── Information shown

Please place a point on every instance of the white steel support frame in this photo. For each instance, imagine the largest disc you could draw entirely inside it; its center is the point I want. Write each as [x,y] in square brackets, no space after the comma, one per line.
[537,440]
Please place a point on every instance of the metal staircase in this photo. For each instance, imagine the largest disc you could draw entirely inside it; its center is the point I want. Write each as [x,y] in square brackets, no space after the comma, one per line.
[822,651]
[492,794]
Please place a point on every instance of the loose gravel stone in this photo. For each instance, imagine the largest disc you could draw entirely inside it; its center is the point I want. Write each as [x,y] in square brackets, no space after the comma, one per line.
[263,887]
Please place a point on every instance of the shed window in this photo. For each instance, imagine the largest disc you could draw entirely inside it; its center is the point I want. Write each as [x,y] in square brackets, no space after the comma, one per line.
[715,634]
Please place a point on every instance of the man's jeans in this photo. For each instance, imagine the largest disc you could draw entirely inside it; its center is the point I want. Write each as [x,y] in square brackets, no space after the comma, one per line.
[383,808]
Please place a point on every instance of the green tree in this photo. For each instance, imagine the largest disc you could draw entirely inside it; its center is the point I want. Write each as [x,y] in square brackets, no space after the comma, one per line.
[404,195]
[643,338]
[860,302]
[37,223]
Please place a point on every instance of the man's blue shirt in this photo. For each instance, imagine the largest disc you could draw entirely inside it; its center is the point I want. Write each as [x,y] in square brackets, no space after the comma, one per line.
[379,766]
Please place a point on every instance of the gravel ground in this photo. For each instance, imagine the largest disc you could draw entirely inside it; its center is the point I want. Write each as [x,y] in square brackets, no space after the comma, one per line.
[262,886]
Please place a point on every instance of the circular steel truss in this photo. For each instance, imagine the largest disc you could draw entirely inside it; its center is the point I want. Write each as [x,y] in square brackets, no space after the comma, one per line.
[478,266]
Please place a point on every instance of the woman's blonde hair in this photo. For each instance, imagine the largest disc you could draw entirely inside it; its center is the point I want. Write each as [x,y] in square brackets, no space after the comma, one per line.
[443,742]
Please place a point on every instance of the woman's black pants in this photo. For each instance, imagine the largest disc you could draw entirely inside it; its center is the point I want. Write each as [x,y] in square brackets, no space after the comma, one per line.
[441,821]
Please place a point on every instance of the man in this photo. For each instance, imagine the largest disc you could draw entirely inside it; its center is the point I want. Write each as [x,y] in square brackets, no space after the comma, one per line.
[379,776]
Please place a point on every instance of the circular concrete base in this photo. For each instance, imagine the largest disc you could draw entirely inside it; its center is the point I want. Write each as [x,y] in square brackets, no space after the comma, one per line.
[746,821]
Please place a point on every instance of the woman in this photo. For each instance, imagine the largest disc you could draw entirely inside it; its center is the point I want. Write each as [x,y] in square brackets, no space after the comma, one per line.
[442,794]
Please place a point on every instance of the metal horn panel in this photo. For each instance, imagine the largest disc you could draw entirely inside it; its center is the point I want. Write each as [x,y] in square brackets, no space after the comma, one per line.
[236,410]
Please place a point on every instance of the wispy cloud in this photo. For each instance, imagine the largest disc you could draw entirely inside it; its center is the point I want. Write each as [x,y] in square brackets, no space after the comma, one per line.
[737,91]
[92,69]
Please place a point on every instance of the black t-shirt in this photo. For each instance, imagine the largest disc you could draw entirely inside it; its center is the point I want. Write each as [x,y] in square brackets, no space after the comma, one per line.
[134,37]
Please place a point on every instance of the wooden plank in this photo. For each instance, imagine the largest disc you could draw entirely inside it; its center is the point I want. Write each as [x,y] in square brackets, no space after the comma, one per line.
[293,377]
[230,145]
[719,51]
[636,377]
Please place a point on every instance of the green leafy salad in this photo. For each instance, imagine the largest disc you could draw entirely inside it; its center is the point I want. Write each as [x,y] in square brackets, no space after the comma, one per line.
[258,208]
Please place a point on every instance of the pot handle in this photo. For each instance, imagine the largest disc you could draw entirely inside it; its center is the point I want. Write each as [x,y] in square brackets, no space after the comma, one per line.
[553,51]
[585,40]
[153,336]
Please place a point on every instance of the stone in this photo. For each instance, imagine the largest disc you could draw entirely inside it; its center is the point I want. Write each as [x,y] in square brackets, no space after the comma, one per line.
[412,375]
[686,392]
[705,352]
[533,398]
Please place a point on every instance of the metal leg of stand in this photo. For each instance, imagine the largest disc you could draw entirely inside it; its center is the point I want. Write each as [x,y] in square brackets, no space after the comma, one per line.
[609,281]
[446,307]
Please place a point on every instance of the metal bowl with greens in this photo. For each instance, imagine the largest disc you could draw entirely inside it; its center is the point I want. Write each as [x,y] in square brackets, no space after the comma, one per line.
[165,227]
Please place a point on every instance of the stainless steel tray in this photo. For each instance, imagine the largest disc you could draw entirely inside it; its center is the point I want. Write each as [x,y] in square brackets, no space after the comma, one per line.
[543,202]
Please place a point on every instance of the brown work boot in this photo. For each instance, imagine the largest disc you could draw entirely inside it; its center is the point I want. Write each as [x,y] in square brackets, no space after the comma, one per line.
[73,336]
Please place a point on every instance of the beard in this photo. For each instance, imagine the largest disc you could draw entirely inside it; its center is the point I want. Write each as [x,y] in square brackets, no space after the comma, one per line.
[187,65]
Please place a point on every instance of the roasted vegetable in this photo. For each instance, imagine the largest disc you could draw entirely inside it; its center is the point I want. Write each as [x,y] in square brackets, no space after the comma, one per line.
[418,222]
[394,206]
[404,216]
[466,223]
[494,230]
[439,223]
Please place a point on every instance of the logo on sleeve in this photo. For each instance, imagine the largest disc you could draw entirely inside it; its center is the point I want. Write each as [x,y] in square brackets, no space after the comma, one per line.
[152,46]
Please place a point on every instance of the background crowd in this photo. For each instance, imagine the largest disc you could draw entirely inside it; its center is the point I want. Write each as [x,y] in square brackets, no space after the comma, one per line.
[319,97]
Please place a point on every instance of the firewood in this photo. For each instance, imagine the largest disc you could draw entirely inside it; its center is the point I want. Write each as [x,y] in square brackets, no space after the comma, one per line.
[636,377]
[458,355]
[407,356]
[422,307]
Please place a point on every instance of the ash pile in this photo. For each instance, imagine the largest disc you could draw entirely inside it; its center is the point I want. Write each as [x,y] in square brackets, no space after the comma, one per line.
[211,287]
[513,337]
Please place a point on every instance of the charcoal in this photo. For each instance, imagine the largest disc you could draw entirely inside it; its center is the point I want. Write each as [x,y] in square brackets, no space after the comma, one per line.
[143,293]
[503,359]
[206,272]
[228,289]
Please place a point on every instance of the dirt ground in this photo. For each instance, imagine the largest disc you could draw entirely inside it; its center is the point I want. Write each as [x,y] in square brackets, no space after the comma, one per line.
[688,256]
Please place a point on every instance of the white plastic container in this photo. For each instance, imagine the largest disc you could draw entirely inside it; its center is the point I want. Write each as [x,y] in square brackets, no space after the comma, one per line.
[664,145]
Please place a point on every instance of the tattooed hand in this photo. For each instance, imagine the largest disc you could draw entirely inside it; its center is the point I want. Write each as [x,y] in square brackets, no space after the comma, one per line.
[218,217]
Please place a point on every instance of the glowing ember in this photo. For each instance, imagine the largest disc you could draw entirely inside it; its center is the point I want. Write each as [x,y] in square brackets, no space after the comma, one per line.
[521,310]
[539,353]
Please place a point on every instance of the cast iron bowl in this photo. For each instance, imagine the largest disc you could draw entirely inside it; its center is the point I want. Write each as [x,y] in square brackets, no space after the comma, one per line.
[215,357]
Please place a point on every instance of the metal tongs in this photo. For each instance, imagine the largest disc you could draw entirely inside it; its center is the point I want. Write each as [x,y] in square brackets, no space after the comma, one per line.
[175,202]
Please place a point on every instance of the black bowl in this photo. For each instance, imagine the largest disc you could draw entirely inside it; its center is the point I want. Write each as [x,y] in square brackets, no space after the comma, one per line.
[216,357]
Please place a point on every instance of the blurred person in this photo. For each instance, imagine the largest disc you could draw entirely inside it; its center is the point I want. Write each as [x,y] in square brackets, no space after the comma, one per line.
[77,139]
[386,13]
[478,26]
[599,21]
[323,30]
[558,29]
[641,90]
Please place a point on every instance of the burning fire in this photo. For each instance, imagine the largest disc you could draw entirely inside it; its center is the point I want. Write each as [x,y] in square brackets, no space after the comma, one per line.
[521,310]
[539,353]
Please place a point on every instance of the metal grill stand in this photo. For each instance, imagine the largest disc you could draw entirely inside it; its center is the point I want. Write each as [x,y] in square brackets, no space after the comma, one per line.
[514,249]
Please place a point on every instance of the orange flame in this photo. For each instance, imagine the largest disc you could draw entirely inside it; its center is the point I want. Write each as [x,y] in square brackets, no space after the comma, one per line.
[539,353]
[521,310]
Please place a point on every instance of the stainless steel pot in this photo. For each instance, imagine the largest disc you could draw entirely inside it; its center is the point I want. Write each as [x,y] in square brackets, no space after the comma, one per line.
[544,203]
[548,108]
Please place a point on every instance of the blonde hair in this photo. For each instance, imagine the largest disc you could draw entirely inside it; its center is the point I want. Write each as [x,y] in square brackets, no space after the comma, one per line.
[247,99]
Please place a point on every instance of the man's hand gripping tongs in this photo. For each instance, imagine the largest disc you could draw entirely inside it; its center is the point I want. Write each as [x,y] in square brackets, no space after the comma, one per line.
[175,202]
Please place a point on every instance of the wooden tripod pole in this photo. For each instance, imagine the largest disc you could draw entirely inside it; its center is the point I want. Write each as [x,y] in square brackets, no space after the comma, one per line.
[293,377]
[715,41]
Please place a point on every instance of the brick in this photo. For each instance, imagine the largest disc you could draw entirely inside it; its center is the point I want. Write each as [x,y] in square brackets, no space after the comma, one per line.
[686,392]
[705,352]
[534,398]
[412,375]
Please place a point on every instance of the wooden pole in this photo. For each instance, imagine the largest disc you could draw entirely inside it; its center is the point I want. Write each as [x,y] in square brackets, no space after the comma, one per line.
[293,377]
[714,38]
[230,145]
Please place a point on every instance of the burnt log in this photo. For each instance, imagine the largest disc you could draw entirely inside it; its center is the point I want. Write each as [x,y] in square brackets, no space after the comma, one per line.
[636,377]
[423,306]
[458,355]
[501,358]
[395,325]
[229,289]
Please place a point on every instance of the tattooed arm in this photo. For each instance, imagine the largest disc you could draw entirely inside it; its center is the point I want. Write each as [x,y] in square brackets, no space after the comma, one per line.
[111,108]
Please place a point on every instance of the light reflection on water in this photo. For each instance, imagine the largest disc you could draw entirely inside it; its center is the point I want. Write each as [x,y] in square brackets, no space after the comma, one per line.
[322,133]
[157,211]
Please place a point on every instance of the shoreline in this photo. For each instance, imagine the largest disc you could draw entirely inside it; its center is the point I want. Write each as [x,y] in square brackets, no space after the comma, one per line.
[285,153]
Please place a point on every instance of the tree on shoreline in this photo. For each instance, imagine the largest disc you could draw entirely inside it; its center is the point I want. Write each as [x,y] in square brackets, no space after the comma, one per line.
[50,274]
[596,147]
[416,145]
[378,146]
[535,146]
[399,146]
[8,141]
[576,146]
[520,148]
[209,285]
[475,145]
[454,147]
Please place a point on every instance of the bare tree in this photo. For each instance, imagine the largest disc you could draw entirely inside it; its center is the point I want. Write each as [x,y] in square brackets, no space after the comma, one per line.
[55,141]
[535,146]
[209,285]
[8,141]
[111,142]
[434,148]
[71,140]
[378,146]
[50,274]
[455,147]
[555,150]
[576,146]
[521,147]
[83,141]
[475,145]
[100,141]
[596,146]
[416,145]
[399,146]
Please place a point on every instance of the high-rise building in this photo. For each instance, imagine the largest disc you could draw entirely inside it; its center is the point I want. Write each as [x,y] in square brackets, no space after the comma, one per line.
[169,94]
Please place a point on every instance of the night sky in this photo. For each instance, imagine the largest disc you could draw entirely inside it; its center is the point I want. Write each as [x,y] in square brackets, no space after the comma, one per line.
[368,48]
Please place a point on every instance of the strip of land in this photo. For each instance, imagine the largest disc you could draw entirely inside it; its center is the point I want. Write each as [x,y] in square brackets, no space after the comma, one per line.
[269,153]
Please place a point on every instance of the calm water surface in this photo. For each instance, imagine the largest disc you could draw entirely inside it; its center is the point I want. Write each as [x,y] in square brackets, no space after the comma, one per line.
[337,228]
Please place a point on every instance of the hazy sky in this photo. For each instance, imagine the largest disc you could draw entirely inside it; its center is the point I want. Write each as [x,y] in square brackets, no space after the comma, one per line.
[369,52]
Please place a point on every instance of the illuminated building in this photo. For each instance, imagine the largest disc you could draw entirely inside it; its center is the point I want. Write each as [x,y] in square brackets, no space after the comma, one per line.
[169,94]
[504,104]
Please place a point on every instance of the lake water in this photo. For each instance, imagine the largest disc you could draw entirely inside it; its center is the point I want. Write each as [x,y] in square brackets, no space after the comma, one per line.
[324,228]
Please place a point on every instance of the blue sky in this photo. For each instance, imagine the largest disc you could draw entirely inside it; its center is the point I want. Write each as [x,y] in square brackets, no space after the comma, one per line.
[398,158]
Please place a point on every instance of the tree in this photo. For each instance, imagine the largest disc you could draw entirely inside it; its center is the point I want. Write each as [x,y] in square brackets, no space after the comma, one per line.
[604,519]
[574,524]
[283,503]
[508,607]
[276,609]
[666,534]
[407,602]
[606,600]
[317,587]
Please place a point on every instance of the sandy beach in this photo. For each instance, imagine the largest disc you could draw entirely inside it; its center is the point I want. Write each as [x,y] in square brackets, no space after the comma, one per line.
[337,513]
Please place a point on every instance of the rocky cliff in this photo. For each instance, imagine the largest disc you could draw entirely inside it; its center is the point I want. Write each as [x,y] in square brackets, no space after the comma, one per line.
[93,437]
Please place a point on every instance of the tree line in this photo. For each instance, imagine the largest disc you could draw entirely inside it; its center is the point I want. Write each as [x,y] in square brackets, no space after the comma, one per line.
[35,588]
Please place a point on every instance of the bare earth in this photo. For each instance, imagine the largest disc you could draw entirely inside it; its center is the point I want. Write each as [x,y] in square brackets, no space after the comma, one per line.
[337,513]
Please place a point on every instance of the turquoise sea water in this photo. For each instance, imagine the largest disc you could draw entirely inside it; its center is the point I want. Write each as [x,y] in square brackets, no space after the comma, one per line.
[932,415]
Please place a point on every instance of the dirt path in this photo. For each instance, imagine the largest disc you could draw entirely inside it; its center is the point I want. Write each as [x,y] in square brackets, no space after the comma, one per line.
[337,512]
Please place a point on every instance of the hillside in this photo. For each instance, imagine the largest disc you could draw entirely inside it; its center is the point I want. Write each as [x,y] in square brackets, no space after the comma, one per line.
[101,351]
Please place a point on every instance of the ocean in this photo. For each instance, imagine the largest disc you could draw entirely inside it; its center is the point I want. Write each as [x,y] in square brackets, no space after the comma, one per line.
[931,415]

────

### Instructions for the task
Give again, word for word, every line from the one holding "Please place a point on every instance of the tree line" to the end of the data.

### Solution to this exercise
Please place a point on every instance of the tree line in this photo. For each instance, imagine the largest disc you could draw entirely inside it; its center is the point I want. Write each as [x,y] in square brackets, no space after the comma, one per line.
[35,588]
Please place a point on every instance of the bare earth in this photo. For each instance, imagine the largest disc you could draw entirely inside it; its center is the point I want. Write each as [x,y] in square brackets, no space after the comma, one per line.
[337,513]
Please place a point on every instance of the turquoise sea water in this photo. For each instance, imagine the largest disc you could draw entirely inside it; its center is the point I want. Write each as [x,y] in square brackets, no space after the comma, one per line.
[932,415]
Please place a point on every instance of the dirt path in this photo. For each instance, imagine the largest disc you could draw entirely inside it; its center is the point I want. Write each as [x,y] in square brackets, no space after the comma, one per line.
[337,512]
Please place a point on every instance of the hillside in this photo. For each instance, imagine the largest disc you could draw entirely inside it; its center is the point I want. Write each as [x,y] in square brackets, no space after the comma, one per line.
[101,351]
Please place a point on every instance of the ocean in this photo. For each instance, imagine the largest disc you could draw entirely inside it; its center is the point I want. Write each as [x,y] in square brackets, no space after the comma, one per line.
[931,415]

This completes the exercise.